(Data listing)
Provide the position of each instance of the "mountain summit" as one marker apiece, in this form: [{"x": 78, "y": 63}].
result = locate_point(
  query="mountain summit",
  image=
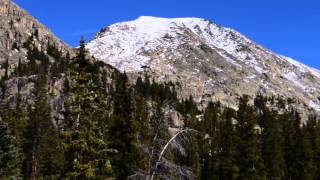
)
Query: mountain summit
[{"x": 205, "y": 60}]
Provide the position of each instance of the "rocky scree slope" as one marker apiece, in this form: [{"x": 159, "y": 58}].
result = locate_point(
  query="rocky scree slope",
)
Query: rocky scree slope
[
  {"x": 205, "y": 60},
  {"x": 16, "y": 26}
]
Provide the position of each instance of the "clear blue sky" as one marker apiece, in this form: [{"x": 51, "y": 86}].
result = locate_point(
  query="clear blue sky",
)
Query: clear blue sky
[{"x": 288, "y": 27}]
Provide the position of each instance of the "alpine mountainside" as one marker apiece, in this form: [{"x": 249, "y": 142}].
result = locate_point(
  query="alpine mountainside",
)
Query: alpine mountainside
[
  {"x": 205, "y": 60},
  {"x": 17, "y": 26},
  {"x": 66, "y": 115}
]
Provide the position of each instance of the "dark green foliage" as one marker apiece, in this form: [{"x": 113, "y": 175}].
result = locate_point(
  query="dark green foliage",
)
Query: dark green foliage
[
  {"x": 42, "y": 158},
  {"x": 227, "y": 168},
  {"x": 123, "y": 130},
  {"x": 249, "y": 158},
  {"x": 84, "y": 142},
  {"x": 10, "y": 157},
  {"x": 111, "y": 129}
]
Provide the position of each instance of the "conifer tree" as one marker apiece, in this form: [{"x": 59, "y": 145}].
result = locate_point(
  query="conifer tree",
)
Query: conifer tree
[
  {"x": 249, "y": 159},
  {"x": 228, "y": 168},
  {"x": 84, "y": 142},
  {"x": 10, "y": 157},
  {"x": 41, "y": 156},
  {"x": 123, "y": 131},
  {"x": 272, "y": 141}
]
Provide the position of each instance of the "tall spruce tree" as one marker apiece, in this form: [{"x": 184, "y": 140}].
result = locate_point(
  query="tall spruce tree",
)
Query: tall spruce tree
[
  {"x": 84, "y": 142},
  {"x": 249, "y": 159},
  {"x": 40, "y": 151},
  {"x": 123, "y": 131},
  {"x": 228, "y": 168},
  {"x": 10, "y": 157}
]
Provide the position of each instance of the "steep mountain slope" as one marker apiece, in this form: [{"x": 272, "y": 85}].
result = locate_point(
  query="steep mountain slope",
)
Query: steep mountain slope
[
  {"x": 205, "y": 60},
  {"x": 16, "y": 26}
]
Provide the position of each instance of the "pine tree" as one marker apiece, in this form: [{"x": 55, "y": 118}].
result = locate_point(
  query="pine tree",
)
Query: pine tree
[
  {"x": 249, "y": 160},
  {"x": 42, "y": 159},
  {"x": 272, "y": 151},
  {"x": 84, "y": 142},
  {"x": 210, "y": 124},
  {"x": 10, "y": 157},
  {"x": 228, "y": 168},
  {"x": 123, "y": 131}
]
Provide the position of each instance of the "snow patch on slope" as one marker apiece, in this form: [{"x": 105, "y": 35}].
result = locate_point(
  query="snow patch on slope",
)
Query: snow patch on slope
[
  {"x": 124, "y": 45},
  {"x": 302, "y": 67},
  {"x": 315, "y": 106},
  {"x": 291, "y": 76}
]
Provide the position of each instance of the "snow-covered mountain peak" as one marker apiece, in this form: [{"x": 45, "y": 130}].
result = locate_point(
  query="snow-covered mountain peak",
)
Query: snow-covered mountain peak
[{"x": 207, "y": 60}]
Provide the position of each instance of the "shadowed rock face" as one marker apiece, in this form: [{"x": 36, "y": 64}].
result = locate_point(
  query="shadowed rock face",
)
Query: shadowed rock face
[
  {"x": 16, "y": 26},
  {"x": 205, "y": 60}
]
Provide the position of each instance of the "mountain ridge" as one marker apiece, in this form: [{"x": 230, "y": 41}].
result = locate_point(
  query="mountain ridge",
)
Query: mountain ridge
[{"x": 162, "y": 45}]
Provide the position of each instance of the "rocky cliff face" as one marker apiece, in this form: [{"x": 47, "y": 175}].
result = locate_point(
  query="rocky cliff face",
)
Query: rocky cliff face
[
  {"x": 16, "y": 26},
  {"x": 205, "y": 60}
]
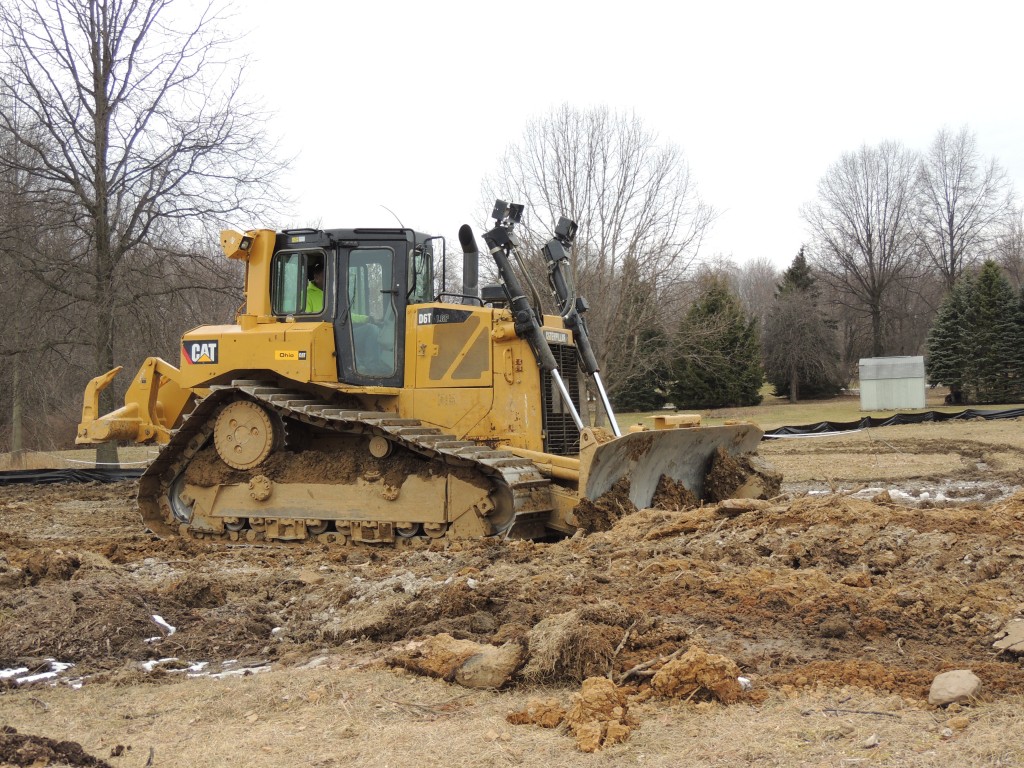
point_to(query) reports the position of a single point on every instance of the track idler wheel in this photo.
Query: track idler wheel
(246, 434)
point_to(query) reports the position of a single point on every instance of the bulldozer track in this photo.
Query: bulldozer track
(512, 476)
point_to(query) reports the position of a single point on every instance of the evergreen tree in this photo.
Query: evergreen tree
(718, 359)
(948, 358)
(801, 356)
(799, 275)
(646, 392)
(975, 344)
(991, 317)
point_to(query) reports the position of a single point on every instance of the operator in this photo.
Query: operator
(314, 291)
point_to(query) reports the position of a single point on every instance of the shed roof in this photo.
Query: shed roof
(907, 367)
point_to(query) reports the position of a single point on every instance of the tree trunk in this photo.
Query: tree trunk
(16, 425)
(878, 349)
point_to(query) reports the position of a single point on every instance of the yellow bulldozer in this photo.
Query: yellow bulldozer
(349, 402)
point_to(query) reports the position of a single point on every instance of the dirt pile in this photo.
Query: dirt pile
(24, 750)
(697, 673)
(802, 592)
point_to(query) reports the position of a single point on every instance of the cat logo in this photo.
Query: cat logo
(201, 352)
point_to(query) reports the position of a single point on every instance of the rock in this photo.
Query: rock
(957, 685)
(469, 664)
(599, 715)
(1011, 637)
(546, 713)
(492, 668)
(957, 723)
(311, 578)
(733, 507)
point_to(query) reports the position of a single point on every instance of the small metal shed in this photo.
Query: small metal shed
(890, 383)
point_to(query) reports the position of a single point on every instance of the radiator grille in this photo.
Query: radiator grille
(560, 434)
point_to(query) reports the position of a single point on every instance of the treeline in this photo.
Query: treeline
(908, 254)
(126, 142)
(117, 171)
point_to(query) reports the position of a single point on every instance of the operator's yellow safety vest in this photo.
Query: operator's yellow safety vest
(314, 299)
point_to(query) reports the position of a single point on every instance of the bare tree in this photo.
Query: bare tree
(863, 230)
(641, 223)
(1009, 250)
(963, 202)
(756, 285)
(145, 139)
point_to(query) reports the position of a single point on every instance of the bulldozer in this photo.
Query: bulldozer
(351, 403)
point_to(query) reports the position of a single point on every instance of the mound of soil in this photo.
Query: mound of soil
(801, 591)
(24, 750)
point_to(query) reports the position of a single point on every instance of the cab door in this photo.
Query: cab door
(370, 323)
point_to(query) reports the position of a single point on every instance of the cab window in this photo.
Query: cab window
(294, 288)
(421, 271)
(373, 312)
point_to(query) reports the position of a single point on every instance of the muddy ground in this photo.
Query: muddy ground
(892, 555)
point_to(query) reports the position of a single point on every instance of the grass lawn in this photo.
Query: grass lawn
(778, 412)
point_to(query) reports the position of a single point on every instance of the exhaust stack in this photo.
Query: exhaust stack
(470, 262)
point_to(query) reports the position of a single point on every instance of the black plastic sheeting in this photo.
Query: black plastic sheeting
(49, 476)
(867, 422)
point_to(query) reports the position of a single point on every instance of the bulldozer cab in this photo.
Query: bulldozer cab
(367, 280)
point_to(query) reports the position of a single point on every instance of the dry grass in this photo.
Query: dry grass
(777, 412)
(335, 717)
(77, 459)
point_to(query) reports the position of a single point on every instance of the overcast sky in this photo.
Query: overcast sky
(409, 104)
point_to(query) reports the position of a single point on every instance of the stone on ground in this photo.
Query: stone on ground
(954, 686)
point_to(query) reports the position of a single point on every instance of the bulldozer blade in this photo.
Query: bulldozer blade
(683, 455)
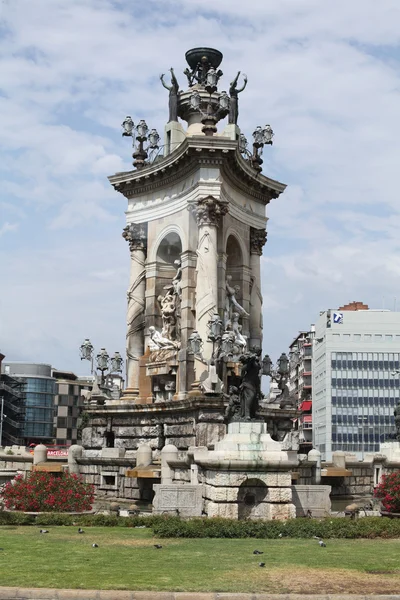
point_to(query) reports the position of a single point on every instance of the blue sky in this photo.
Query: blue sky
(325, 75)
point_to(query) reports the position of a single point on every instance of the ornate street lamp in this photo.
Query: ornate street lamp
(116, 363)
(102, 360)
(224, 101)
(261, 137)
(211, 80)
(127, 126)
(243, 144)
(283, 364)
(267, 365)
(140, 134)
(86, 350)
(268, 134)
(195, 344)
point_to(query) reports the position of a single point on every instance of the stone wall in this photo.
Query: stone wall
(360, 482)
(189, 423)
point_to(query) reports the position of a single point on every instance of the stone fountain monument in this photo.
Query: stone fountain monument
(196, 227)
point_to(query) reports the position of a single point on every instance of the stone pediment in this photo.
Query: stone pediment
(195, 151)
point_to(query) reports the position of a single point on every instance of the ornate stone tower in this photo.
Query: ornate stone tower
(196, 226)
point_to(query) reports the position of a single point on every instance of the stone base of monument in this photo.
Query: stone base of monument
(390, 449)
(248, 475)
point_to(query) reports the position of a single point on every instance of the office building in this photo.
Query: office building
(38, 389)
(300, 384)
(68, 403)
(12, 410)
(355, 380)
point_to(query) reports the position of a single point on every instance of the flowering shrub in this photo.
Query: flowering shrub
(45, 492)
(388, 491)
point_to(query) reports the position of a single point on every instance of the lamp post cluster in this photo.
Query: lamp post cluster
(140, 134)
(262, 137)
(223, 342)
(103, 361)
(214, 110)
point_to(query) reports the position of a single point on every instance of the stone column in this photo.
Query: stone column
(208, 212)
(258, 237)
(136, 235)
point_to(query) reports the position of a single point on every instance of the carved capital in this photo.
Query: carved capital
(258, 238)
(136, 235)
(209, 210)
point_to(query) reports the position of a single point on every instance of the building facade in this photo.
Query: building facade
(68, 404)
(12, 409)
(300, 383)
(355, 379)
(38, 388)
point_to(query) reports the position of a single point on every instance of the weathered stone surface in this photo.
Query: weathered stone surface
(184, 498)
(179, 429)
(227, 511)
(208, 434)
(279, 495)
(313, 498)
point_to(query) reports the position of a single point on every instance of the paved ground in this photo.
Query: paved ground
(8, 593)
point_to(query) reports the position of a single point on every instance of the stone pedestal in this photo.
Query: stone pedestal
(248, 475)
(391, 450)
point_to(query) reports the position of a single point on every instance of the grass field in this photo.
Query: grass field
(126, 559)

---

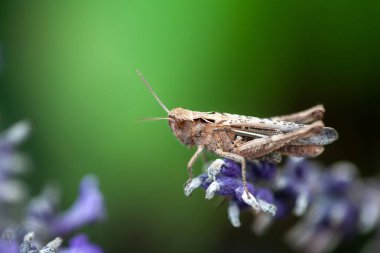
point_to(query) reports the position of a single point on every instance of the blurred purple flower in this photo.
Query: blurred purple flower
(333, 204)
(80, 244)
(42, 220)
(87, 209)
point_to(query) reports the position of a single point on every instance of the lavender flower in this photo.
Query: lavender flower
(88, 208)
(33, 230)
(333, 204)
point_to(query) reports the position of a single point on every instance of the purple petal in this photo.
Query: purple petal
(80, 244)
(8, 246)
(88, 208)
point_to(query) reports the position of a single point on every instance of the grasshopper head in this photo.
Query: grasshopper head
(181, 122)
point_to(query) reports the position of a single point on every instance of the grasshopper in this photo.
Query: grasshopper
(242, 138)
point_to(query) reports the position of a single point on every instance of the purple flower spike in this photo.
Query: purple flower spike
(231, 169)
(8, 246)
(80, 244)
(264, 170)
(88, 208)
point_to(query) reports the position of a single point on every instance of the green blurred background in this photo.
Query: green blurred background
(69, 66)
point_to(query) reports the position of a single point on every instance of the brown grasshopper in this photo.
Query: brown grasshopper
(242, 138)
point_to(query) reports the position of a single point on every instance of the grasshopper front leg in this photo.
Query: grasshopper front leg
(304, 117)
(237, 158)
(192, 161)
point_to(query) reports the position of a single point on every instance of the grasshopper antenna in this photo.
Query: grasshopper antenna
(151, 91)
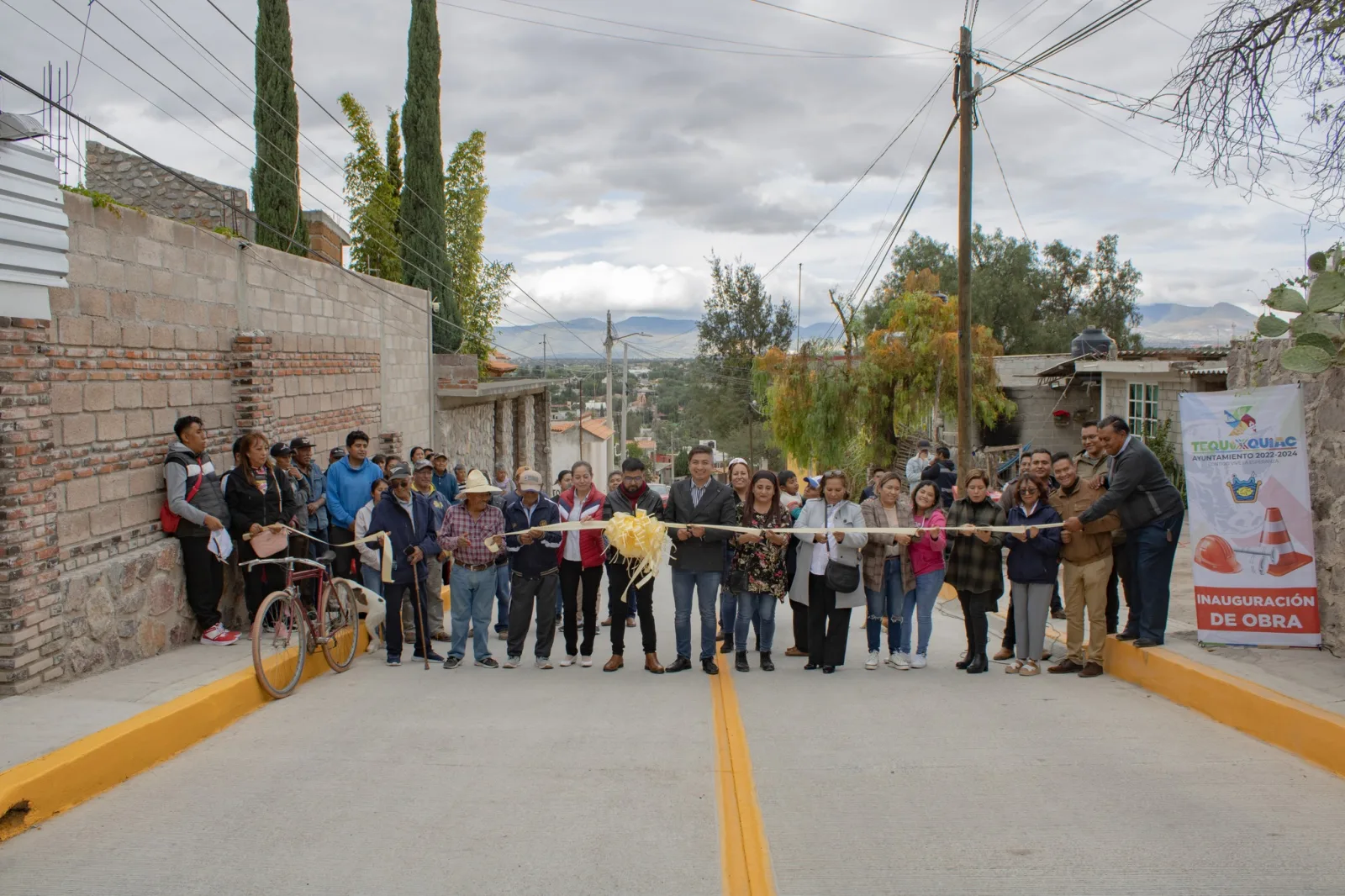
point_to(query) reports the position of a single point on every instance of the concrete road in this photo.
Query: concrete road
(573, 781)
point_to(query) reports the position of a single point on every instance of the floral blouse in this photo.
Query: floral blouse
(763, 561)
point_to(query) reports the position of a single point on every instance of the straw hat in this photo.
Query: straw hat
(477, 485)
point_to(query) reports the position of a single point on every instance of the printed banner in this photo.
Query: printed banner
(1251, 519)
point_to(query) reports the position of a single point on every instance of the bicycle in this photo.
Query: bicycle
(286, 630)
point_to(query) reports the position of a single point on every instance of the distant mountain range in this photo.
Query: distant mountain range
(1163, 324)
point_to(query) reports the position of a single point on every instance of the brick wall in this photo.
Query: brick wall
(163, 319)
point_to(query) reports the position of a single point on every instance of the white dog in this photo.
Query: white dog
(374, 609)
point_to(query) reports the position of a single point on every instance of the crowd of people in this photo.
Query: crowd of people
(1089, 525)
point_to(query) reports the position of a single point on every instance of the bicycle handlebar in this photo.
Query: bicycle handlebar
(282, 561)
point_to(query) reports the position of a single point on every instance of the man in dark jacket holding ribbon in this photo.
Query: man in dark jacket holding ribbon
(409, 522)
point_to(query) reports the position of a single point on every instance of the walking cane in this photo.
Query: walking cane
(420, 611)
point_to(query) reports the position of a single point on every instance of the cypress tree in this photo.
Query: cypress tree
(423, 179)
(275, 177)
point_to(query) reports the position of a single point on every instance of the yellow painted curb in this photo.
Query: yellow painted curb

---

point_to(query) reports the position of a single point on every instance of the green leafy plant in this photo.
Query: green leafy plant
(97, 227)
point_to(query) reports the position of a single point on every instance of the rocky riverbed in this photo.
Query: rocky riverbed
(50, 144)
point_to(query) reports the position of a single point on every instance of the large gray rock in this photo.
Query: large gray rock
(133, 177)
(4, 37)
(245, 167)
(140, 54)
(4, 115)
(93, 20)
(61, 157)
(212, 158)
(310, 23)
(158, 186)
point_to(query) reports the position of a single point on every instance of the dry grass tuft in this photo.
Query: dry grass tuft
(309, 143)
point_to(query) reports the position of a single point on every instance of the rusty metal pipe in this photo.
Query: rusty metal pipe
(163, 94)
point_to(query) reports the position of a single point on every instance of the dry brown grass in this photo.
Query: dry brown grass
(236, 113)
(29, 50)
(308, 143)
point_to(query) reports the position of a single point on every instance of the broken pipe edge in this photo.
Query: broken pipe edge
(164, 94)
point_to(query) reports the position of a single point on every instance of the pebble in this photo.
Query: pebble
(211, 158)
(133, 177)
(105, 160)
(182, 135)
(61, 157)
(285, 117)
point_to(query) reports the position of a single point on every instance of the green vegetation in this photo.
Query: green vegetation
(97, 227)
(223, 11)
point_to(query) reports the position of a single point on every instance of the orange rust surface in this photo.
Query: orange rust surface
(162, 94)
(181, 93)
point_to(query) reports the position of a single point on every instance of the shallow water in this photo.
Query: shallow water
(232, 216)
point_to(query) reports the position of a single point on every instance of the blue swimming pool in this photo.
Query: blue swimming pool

Job: Rename "walking cane" to "walking stick" in the lines starting with the line that contains "ribbon in this photo." and going on through the line that contains "Query: yellow painted curb", changing nothing else. Give only those lines.

Solution to the problem:
point_to(query) reports the position of a single point on every instance of the man in dark jacket holding ribbon in this photo.
Query: man in dark jacket holding ribbon
(409, 522)
point_to(query) reports the position of a single point on every instance of the walking stick in this photo.
Query: walking stick
(420, 611)
point_to(query) reports the position of a single point on every instance of the cypress tree in this photo.
Query: cypress tree
(423, 179)
(275, 177)
point_to(query) reports the position of a single point on every instance of the yellow painted curb in this photo.
Query: yellow painted curb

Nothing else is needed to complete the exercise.